Starting at the line with "For the pointing benchmark, tag every instance of the laptop" and running to the end of the material below, write those lines out again, swapping "Query" for "Label" and leaving everything else the same.

* start *

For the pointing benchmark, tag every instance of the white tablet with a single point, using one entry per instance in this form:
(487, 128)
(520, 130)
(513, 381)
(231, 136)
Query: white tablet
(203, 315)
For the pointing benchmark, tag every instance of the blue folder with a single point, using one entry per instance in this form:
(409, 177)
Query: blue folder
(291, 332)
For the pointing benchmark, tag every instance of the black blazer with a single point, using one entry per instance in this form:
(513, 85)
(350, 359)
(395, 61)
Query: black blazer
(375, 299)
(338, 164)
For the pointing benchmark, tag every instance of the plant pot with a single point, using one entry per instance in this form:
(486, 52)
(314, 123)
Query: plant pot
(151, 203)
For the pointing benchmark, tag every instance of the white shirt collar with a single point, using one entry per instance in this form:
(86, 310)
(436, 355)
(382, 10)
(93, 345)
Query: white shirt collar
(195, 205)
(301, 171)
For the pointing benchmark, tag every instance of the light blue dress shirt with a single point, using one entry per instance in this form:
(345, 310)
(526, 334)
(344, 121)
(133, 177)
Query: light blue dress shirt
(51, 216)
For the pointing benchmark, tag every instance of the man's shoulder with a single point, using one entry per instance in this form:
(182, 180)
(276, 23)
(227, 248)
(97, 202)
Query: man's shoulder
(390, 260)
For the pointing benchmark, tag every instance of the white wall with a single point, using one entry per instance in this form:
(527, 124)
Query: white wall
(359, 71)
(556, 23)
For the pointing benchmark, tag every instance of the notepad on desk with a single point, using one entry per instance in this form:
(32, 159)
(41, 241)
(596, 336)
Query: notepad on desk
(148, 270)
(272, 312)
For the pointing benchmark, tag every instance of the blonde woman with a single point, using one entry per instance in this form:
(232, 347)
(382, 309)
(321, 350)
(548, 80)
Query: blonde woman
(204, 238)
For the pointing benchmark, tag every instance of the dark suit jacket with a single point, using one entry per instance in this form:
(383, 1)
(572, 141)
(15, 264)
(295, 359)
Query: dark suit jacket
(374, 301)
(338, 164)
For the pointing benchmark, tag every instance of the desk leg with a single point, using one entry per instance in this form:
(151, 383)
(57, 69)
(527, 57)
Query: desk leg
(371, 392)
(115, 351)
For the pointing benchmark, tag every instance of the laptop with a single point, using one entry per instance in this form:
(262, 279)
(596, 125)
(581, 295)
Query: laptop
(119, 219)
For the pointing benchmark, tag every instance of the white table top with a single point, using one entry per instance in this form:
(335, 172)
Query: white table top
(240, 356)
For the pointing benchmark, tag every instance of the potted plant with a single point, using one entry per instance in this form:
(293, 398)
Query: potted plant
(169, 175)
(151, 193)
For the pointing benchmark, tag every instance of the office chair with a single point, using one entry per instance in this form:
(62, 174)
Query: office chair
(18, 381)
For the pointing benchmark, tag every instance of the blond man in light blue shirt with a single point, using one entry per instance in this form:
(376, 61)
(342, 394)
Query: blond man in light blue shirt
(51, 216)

* end *

* **COMPLETED EXERCISE**:
For the pointing benchmark, tag every instance of the laptop with a single point, using one entry per instance in this form:
(262, 279)
(596, 125)
(581, 295)
Label: laptop
(119, 219)
For the pointing benchmark, tag every instance of the white table top with a single point, using one entry per instance in this form:
(335, 172)
Label: white table top
(240, 356)
For the pointing benchmark, tag every instance of the potted plant with a single point, using one entry per instance in this form:
(293, 398)
Label: potted plant
(169, 175)
(151, 193)
For the pointing benchmark, tag every instance of the office chair with a single point, using one entry per instance in this form:
(62, 174)
Label: office chair
(18, 381)
For the pointing benchmark, tag every instance of the blond man in light blue shirt with a single point, using one entry per instance in this form:
(376, 61)
(342, 394)
Label: blond man in light blue shirt
(51, 216)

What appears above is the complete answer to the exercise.